▸ REQUIREMENT
Can you recast the data below as a JSON list of strings, one string per line with blank lines dropped, starting at the very first line and ending at the line containing "positive clicks: (1004, 750) (1003, 730)", with that line included?

========================

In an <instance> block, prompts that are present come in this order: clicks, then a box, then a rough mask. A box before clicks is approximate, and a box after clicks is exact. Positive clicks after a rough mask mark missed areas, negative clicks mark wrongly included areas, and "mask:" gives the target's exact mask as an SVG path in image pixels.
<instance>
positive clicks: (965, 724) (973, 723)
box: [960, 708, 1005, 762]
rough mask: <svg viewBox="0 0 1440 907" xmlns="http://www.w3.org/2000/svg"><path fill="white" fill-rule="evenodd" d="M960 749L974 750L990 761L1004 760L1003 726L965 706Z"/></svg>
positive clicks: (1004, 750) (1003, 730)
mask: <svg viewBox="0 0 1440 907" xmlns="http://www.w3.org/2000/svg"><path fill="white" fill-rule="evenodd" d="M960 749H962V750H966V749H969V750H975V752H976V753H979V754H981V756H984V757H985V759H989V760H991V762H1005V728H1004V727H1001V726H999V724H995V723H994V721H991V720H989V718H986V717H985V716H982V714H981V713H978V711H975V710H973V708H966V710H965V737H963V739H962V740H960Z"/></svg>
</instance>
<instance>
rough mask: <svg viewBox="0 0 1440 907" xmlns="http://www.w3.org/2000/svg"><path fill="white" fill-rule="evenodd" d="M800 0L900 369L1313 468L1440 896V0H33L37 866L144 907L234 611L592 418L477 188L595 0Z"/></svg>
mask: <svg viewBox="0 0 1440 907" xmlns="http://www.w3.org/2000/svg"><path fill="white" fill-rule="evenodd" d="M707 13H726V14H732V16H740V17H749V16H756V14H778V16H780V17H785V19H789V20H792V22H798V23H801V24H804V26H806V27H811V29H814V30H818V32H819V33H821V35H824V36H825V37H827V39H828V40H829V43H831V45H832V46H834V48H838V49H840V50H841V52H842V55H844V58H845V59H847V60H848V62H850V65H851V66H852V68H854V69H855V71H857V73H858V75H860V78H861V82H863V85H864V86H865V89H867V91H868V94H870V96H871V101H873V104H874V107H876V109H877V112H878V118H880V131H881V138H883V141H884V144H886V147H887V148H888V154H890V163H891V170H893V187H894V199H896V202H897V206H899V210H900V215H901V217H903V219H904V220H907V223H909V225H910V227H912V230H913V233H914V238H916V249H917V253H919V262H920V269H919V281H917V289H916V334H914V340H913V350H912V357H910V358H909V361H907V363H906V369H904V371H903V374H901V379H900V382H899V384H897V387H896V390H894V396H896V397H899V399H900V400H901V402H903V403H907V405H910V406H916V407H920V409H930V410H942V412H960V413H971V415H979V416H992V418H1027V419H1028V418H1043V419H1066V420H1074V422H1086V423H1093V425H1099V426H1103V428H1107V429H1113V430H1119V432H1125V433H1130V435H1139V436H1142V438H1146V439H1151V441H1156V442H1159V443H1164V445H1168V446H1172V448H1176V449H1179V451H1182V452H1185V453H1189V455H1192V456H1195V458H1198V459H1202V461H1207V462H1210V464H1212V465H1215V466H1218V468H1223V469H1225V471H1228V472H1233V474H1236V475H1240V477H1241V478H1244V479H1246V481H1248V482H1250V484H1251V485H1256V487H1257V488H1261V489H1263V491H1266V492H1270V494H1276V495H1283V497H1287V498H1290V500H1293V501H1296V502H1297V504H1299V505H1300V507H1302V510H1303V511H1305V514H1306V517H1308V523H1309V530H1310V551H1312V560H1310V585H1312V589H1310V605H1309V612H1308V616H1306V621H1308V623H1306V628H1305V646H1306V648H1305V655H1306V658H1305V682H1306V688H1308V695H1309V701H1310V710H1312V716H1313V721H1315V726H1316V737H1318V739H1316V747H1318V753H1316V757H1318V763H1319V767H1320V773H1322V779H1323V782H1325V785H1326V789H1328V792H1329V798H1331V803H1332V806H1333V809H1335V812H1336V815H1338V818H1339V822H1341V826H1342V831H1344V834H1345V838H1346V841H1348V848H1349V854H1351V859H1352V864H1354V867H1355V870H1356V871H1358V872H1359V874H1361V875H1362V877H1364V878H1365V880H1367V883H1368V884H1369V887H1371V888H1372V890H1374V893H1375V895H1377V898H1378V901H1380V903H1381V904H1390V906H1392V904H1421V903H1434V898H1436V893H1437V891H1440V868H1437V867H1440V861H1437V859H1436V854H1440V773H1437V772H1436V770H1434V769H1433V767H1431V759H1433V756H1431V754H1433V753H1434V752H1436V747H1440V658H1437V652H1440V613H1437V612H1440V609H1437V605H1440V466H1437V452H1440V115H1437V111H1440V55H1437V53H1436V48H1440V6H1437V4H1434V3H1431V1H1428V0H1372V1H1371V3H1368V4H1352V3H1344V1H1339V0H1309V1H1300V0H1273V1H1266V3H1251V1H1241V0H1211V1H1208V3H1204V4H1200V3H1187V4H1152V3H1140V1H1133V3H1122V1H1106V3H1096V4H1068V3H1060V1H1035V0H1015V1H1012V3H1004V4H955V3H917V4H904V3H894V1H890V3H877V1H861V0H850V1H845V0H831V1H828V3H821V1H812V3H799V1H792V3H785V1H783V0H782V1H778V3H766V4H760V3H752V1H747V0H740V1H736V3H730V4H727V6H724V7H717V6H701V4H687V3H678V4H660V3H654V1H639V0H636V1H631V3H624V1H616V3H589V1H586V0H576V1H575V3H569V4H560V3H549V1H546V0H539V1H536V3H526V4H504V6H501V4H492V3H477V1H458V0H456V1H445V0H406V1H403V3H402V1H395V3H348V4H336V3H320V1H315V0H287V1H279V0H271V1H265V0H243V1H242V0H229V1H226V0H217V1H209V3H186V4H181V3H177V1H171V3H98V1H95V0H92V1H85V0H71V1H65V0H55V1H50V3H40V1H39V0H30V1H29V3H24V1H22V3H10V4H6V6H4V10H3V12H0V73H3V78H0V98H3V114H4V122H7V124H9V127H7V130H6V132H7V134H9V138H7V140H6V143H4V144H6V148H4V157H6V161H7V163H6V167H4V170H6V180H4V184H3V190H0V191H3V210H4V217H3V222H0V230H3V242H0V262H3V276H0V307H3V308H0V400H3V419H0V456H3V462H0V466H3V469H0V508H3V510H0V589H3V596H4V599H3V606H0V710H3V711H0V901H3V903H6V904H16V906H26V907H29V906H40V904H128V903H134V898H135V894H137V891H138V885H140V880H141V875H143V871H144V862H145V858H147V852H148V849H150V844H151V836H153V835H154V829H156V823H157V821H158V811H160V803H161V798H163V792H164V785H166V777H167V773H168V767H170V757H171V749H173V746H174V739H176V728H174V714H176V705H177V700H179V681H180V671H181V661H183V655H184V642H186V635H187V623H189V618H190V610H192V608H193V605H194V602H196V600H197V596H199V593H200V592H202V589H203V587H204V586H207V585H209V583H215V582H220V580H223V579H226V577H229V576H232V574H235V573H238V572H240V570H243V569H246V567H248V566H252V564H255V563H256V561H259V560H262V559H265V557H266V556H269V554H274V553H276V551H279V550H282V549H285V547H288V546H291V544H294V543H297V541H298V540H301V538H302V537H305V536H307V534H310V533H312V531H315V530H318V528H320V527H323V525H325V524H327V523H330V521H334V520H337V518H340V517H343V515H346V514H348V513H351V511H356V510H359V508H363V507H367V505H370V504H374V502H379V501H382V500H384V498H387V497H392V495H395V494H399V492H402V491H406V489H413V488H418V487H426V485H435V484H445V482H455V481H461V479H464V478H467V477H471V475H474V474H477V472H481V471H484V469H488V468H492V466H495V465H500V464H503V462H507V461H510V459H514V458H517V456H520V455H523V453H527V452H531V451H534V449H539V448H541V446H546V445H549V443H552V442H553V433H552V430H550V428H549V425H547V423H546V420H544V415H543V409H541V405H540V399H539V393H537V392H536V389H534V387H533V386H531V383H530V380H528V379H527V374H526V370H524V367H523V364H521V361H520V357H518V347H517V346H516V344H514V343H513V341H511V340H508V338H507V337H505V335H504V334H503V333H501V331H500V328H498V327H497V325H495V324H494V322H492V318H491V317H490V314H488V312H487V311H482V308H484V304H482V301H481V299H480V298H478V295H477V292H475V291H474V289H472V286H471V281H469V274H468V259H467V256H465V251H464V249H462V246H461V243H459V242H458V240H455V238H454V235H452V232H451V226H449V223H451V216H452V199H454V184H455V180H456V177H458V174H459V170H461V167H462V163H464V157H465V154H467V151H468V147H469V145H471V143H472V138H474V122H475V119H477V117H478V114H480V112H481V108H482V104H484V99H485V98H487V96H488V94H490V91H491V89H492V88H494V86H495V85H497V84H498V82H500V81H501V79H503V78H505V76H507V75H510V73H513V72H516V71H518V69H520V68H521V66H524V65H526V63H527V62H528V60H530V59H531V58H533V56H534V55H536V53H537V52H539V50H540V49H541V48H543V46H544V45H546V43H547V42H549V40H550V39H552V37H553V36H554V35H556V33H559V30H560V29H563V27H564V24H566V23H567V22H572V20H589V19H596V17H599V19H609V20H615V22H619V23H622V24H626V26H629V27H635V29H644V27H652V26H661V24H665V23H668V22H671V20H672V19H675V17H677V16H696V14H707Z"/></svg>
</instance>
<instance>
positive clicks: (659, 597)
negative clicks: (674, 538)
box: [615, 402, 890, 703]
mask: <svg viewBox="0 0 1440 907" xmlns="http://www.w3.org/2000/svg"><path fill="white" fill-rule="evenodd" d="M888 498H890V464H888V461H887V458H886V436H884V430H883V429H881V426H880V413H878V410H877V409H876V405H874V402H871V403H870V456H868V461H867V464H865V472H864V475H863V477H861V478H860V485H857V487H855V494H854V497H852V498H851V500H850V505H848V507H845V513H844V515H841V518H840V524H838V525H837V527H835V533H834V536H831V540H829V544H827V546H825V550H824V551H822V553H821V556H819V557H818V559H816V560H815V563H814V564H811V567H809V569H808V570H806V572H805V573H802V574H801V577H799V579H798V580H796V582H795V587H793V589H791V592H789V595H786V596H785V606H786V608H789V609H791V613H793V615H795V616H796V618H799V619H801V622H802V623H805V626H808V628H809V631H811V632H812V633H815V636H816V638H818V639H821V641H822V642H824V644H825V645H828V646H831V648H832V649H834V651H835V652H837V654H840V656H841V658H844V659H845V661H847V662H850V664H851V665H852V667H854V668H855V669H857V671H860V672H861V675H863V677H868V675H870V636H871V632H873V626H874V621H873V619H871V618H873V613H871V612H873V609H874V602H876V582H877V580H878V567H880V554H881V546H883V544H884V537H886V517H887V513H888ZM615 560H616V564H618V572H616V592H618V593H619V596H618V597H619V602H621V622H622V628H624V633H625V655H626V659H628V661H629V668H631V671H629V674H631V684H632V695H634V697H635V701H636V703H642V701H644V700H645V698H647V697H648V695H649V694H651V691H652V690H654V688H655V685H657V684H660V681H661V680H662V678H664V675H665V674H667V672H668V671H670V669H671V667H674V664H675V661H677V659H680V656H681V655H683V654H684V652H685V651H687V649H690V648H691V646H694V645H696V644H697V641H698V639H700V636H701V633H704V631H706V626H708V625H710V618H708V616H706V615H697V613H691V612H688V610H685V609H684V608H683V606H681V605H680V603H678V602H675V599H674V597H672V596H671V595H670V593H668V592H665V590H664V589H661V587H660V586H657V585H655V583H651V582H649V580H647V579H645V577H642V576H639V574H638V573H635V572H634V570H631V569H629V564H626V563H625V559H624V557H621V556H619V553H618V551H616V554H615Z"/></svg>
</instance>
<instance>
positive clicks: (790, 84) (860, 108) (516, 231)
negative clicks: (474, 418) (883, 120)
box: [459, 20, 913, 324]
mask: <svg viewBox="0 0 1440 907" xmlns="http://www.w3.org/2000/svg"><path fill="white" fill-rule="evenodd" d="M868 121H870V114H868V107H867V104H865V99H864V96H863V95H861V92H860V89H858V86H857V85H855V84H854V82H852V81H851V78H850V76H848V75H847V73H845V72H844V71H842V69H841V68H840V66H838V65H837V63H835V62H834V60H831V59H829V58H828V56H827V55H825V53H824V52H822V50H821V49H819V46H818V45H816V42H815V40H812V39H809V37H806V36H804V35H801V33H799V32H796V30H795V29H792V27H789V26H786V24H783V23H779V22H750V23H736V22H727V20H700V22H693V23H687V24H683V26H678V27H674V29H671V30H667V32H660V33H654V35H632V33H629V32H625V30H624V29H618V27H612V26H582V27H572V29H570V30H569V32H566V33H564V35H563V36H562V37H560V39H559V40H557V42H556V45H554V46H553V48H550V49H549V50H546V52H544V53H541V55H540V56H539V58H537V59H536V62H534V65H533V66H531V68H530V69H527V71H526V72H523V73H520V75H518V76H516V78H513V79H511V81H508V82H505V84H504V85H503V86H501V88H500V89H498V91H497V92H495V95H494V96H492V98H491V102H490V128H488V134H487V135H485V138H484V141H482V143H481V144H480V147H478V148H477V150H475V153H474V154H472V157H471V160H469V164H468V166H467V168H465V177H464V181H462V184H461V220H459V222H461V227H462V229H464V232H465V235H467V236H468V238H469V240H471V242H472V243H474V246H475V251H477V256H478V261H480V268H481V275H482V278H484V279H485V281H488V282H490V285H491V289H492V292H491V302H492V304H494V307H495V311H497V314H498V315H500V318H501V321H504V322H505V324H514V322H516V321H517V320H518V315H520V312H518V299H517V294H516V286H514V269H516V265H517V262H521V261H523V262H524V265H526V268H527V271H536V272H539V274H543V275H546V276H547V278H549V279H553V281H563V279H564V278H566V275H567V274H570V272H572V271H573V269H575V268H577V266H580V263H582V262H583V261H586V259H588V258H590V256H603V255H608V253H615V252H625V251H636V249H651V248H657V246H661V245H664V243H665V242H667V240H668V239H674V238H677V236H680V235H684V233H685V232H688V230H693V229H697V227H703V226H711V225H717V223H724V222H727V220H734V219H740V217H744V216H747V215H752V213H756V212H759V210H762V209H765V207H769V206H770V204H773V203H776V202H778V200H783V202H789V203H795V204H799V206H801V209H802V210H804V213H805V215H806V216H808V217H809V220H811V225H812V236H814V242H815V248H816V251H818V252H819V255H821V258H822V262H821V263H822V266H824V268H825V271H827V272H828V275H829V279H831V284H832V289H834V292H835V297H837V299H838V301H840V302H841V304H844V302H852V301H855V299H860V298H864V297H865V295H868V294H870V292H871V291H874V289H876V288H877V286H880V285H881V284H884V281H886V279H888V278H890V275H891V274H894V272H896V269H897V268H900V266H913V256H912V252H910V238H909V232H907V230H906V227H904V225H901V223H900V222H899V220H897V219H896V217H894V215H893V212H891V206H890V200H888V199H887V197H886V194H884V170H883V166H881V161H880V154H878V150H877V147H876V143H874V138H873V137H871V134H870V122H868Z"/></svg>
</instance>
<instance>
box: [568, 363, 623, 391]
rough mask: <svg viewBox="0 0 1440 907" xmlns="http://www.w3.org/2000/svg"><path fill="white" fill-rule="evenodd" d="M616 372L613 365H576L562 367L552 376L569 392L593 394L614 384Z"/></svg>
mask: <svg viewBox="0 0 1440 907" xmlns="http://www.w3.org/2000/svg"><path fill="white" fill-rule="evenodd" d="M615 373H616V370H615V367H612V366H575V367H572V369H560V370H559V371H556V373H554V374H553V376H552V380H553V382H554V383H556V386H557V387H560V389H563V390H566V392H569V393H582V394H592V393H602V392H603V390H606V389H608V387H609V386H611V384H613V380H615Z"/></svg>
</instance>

========================

▸ RESULT OF THE EXERCISE
[
  "In an <instance> block, prompts that are present come in this order: clicks, then a box, then a rough mask. A box before clicks is approximate, and a box after clicks is exact. Positive clicks after a rough mask mark missed areas, negative clicks mark wrongly included areas, and \"mask:\" gives the target's exact mask as an SVG path in image pixels.",
  "<instance>",
  "positive clicks: (965, 724) (973, 723)",
  "box: [960, 708, 1005, 762]",
  "rough mask: <svg viewBox=\"0 0 1440 907\" xmlns=\"http://www.w3.org/2000/svg\"><path fill=\"white\" fill-rule=\"evenodd\" d=\"M960 749L974 750L990 761L1004 760L1003 726L965 706Z\"/></svg>",
  "positive clicks: (1004, 750) (1003, 730)"
]